**Exercise**. Copy each record exactly as it reads, leaving out any pictures it holds.

══ Task material ══

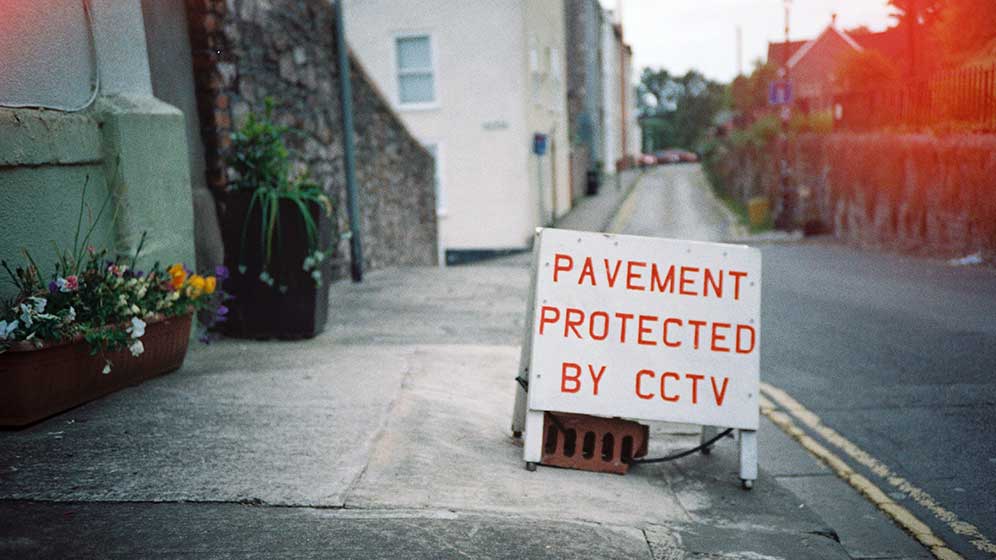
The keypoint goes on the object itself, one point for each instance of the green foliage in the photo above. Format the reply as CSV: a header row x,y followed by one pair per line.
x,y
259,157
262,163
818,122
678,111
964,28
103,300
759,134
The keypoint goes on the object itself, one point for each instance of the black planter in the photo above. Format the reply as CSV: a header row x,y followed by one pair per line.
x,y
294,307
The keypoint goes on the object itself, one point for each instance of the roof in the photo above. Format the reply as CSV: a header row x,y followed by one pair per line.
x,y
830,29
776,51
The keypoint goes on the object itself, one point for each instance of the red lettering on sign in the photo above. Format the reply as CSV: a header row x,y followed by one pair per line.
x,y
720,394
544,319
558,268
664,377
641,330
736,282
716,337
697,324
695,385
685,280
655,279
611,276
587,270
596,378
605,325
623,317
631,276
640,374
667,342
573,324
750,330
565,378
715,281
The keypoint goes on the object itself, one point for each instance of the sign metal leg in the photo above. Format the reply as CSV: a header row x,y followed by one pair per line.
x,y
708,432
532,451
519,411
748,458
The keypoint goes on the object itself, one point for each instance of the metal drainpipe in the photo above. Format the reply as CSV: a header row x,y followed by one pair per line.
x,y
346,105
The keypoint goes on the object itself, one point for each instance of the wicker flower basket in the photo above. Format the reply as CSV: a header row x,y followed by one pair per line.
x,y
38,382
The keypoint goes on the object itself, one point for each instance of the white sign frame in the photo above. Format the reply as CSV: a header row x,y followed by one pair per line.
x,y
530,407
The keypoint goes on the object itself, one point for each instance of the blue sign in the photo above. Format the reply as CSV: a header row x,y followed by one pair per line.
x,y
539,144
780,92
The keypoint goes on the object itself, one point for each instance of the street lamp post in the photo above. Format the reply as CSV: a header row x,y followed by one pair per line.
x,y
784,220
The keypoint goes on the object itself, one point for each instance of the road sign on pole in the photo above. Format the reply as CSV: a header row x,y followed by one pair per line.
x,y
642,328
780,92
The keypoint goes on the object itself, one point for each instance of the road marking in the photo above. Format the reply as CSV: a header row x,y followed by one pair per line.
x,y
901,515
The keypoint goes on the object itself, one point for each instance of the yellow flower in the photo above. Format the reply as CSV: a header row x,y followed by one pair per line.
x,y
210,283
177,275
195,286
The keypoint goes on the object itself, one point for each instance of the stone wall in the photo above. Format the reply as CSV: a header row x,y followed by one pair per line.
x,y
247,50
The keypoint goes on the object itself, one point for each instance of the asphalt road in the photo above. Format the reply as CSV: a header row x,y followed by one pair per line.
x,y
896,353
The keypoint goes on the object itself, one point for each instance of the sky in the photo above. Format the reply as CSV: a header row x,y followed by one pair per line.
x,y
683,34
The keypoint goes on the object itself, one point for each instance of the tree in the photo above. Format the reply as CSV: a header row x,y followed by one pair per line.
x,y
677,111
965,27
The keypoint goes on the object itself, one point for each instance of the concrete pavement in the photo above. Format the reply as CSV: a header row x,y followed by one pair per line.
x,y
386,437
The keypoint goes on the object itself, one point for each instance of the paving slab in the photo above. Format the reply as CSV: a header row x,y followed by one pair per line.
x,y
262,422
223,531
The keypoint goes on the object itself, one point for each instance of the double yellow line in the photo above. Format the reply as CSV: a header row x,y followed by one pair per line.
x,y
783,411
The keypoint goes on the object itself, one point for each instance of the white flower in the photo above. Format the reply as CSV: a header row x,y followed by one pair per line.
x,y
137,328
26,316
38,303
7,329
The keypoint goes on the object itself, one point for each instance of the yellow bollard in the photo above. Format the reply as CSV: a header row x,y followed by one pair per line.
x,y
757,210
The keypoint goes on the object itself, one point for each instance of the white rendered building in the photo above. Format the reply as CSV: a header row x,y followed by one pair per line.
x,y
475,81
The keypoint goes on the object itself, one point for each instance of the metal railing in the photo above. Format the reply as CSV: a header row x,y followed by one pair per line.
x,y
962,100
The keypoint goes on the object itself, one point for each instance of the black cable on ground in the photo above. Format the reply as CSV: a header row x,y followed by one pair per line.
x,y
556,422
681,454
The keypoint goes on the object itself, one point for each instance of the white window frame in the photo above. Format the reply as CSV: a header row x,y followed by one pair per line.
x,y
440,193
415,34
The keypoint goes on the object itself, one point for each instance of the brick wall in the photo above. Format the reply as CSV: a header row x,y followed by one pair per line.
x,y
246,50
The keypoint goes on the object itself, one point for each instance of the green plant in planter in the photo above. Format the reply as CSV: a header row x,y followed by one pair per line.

═══

**Exercise output**.
The keypoint goes on the object itself, one point for each instance of the green foliage in the photo above. Format the reply as CSV: a header row x,y followed by one pair per line.
x,y
259,157
262,163
818,122
678,111
964,28
103,300
759,134
The keypoint goes on the object itself, one point for each instance of the black planter in the photo above. Format the reply as CSV: a header row x,y followed by one pair per line.
x,y
294,307
The keypoint goes on the object itself, one point for each instance of the roof in the photo above. Format the reply as CSV: a header row x,y followed by one pair per line.
x,y
830,29
776,51
The keypoint goes on the object itself, one point for each instance of the red lettering on sign in the photo above. Format the reply as CSV: a header row x,y followed by one pair per line.
x,y
720,394
544,319
558,268
664,377
641,330
736,282
716,337
697,324
695,385
685,280
655,279
611,276
587,270
596,378
605,325
623,317
631,276
640,374
667,342
573,324
750,330
565,378
715,281
The keypoint goes on the object itself, one point for each instance of the sign metal leg in the photo above. Format the reply as CSV: a header row x,y followed by one pair per line.
x,y
708,432
532,451
519,411
748,458
The keypoint goes on the object itself, one point for each instance of the metal drainpipe in the photo above. Format the reply as CSV: a header row x,y followed by one pair per line.
x,y
346,105
The keypoint goes on the object itself, one point for each instance of the wicker flower basket in the photo above. Format the reply as CSV: a header row x,y followed by one pair per line.
x,y
38,382
The keypoint goes on the object itself, one point for each instance of the white sign frame in the photo above. Format the reply as CSV: a header row x,y followed by one pair per line.
x,y
530,407
The keypoint goes on the object itself, one point for each instance of the blue sign in the photo above. Format the reply as CSV: a header row x,y followed by one pair per line.
x,y
539,144
780,92
The keypoint goes on the object itself, one point for each instance of the street lamp post in the photo above. Format the reply as CSV: a header row x,y followed by one pair per line.
x,y
784,220
The keypoint goes on the object itself, one point for each instance of the road sign on pole in the photo above. Format the reply as CSV: a header row x,y followed by one pair per line.
x,y
642,328
780,92
The keypoint goes on the object itself, one point for each instance of the road marking in the photo above. Format the reply as CSV: a header row x,y followed by one pair per line.
x,y
901,515
The keypoint goes on the object itself, one point for each instance of the yellow flower in the photo above. Format the reply as CSV: a header row x,y followed by one pair per line.
x,y
210,283
177,275
195,286
The keypoint goes on the object itself, one point for each instance of the stone wall in the photo above. Format the reply as CSV: a header row x,y followed by one pair per line.
x,y
247,50
The keypoint goes on the object itself, one point for each instance of the asphalt road in the photo above. Format the reply as CSV: a header row x,y followed by one pair per line.
x,y
896,353
The keypoint goes on the object itself, one point for each instance of the sky in the photo above. Format the reply as CSV: a header row x,y followed by one pair per line.
x,y
683,34
The keypoint goes on the object itself, one point for each instance of the tree in the photo above. Format the reply as CSV: a header row x,y followed by one pair per line.
x,y
677,111
965,27
The keypoint goes on the object itself, one point for each instance of the concrete pavement in the photo above. Format the reply as CSV: a header row x,y followed by one pair per line.
x,y
386,437
The keypoint goes on the object itself, one point for each instance of the paving slab in the photo above. Format the reply as CSV: a header row x,y followed by one pair per line.
x,y
262,422
223,531
The keypoint goes on the object itself, one point for each instance of the double yellow line in the photo above. Format the reply as CSV: a header row x,y followed by one pair per line.
x,y
783,411
The keypoint goes on the object itself, one point for each instance of the white flower in the photo above. Format the reply as CSV: a header row x,y followed by one pair per line.
x,y
137,328
26,316
38,303
7,329
The keypoint goes on the object itself, one point for each instance of the yellow bollard in the photo above. Format the reply as CSV: a header row x,y followed by one pair per line.
x,y
757,210
The keypoint goes on the object itself, one point for each instance of the white rendered building in the photo above. Format the reply as CSV: a header row x,y followed by one pair per line.
x,y
475,81
The keypoint goes on the object itself, one point for each instance of the metal railing in the photo above. Format the reply as CSV: a header row x,y followed by one pair per line.
x,y
962,100
The keypoint goes on the object itself, one point for each instance of the black cable on ground in the photo above. Format the reply as CSV: a header row x,y followed by one pair per line.
x,y
556,422
681,454
The keypoint goes on the object itself, one point for each instance of the white window frame in the photo above. Format the reply as CSV: a header row x,y followed by one pair per line.
x,y
440,193
415,34
The keypoint goes on the object itself, one point for each instance of the brick wall in the photo above. Format the reply as CSV: a header row x,y followed by one pair per line.
x,y
246,50
The keypoint goes on the object itself, one point for each instance of the green plant in planter in the photo above. Format the reply as CSV: a header row x,y followed by one pair per line.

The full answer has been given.